Pharma Planning Meets Compliance

Ever since The Centers for Medicare & Medicaid Services, or CMS, issued its final guidelines in February 2013 for how life sciences companies need to comply with the U.S. Sunshine Act provision of the Patient Protection and Affordable Care Act governing payments and transfers of value to healthcare providers and healthcare organizations, drug and medical device manufacturers have had all hands on deck to ensure they collect the pertinent data in order to meet the first aggregate spend reporting deadline. 

While the intensity of collecting spend data for meeting the initial reporting deadline has involved a range of departments and functions—including compliance, procurement, IT, and others—the meeting planning department is a major nexus within a pharma organization because it is an origin and entry point for HCP/HCO spend data.

Internal meeting planners, therefore, will increasingly be involved in their company’s aggregate spend reporting process. They also will have to keep close track of all the payments and transfers of value as they engage with HCPs, HCOs, and other third-party representative healthcare entities related to everything from the largest conferences to the smallest meetings they organize.

### [Listed records]
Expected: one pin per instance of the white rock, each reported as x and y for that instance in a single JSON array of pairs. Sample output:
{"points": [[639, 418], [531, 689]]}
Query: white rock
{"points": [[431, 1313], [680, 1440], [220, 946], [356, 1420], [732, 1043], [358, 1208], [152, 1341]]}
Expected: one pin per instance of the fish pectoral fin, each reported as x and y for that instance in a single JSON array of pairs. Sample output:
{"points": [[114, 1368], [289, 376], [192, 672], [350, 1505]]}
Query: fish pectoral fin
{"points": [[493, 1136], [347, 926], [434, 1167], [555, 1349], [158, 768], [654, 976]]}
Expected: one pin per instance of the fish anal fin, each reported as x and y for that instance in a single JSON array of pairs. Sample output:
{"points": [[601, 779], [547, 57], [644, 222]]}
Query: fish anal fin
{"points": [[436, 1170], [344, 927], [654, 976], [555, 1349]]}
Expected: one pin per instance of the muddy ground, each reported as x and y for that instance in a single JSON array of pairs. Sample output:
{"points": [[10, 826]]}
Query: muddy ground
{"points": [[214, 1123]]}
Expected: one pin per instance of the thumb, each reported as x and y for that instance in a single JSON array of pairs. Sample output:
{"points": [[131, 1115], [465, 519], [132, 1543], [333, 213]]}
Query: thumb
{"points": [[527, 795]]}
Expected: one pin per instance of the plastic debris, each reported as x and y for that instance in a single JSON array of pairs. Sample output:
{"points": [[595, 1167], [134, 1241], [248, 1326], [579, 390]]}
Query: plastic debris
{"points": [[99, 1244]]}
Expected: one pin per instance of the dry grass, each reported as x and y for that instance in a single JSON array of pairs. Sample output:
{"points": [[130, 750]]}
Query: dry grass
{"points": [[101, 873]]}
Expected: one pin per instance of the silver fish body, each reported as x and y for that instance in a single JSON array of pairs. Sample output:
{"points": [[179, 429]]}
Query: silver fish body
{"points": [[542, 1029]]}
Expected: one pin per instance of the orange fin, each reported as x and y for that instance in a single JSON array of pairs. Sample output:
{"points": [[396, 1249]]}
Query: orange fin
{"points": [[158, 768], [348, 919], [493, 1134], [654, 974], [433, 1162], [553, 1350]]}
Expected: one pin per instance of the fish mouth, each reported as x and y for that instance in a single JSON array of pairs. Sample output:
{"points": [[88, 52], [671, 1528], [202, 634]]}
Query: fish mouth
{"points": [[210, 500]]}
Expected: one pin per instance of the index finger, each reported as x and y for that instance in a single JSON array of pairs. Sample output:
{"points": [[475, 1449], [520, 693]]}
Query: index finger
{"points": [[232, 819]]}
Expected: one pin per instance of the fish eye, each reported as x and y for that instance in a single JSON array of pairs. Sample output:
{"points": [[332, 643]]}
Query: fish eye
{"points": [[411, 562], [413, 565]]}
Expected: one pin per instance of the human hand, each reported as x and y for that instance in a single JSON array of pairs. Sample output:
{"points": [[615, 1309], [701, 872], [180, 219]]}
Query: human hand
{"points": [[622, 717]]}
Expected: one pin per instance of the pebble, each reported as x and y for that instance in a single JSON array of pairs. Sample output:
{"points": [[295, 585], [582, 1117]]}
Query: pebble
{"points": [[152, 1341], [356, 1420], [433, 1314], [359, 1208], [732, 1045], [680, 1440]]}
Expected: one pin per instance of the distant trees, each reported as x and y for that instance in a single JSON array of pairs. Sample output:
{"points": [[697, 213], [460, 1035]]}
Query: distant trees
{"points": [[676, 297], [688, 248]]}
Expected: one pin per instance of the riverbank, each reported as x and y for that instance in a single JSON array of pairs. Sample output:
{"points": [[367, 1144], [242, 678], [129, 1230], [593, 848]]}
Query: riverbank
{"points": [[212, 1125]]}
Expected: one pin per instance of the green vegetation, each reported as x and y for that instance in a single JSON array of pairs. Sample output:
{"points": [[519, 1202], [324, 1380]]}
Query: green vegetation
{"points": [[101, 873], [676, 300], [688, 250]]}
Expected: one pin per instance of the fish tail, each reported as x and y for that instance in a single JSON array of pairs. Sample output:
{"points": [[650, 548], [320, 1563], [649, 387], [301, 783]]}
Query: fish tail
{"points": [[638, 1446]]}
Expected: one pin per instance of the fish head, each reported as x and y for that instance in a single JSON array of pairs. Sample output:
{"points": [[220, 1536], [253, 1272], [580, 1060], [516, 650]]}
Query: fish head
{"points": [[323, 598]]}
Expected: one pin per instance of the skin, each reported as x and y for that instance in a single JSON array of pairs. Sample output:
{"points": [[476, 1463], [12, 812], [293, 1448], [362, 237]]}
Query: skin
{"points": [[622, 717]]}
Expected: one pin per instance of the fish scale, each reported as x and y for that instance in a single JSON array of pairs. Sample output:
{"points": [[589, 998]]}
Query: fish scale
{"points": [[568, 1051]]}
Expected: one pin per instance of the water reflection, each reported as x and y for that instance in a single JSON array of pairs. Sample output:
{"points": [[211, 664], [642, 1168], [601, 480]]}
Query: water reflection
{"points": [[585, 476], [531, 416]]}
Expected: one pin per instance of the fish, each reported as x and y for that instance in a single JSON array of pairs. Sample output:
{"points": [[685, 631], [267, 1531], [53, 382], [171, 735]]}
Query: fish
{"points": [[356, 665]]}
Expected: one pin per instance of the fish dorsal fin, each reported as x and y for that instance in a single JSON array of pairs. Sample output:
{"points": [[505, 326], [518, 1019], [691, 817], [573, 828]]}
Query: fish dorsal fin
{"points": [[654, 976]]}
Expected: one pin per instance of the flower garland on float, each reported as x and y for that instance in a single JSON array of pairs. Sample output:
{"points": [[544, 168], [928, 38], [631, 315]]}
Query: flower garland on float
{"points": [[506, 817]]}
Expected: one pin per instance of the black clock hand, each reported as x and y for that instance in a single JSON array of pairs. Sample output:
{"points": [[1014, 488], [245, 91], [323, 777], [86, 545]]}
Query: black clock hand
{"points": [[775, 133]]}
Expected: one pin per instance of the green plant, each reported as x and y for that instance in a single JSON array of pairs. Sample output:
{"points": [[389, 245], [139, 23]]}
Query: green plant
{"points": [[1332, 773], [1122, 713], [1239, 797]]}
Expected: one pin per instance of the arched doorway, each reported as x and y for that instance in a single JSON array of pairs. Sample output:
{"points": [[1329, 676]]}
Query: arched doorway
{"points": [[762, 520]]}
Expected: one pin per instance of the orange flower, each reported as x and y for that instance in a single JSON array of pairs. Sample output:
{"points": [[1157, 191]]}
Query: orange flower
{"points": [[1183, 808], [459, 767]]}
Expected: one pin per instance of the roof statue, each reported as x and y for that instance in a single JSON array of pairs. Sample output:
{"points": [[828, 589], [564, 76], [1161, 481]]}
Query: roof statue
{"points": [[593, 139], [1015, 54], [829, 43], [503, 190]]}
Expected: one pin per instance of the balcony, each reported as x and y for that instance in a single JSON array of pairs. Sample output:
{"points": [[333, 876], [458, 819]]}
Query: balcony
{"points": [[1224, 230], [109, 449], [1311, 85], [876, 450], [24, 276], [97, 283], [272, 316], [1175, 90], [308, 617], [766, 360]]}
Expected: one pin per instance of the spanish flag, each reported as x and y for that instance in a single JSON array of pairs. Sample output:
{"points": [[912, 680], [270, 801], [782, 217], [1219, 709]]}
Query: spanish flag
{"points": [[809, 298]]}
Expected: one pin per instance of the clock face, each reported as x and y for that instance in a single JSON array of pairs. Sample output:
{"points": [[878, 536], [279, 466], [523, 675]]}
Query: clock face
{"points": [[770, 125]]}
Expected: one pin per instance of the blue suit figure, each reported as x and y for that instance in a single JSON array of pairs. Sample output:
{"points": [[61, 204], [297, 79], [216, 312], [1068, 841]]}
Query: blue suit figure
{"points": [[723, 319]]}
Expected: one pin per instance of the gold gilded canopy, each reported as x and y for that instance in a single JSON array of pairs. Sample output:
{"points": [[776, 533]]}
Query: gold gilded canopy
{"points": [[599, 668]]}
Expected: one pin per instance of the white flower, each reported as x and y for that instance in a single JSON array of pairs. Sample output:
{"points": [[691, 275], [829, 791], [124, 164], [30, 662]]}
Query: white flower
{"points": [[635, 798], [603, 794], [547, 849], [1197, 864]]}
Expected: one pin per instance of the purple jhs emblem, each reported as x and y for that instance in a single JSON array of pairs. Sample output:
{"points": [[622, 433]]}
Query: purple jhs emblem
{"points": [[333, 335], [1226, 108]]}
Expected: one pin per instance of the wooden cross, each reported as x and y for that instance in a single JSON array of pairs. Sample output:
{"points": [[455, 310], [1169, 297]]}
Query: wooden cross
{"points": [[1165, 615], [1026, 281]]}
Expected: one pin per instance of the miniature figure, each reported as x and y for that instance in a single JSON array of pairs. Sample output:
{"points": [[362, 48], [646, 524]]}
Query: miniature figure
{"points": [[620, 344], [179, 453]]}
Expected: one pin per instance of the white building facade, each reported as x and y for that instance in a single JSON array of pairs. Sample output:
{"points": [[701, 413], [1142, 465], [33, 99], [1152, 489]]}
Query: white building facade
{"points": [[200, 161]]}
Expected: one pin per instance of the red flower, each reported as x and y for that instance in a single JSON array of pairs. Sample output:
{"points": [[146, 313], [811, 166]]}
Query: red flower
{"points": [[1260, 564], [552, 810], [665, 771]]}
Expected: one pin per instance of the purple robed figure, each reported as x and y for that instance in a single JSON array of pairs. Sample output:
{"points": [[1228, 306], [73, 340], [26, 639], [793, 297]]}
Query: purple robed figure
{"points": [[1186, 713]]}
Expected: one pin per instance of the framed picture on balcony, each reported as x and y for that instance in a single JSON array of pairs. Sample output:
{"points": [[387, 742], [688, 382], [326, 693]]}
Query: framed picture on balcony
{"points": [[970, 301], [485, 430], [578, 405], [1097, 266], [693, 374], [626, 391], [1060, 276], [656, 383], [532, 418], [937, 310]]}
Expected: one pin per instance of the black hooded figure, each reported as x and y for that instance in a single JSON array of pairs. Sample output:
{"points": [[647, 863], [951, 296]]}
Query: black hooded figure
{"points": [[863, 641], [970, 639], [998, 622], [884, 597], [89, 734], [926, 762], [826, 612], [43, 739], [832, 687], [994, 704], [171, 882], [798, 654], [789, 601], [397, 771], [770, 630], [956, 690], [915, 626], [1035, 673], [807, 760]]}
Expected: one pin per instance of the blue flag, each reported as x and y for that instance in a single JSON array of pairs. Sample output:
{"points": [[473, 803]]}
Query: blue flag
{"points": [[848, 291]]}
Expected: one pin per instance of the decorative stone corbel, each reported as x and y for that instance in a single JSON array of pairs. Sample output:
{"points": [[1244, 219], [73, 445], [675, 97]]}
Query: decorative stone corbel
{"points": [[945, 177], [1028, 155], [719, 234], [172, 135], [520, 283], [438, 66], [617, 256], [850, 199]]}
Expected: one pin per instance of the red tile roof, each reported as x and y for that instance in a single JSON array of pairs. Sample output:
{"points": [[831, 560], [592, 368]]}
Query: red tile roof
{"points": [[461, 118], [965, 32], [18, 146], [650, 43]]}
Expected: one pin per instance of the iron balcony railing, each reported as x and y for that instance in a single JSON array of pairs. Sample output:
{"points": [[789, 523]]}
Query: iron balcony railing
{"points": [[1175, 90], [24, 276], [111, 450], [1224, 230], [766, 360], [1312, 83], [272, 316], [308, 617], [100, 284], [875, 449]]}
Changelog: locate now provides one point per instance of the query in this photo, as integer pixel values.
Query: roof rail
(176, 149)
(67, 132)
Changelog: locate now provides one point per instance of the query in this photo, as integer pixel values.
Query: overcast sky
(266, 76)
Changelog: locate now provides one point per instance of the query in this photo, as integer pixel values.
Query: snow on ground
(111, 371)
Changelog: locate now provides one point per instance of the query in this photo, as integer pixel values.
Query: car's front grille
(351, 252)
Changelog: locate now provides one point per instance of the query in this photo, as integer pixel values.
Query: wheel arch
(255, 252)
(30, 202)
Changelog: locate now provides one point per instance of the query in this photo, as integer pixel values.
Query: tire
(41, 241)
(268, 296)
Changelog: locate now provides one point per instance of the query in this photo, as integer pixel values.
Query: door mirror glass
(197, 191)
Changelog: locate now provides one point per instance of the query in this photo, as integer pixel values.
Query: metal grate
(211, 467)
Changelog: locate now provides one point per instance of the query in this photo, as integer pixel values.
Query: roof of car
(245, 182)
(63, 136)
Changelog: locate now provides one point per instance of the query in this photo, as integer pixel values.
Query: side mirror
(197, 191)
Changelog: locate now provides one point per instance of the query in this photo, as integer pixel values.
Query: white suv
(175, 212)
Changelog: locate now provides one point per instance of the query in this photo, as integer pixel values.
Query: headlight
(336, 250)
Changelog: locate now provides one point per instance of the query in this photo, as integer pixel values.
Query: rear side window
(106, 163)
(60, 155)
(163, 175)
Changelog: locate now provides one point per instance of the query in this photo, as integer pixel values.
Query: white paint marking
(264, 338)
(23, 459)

### [Directions]
From the text on pharma planning and compliance, copy word for word the part that begins with "Internal meeting planners, therefore, will" and ends with "meetings they organize.".

### [Worked solution]
Internal meeting planners, therefore, will increasingly be involved in their company’s aggregate spend reporting process. They also will have to keep close track of all the payments and transfers of value as they engage with HCPs, HCOs, and other third-party representative healthcare entities related to everything from the largest conferences to the smallest meetings they organize.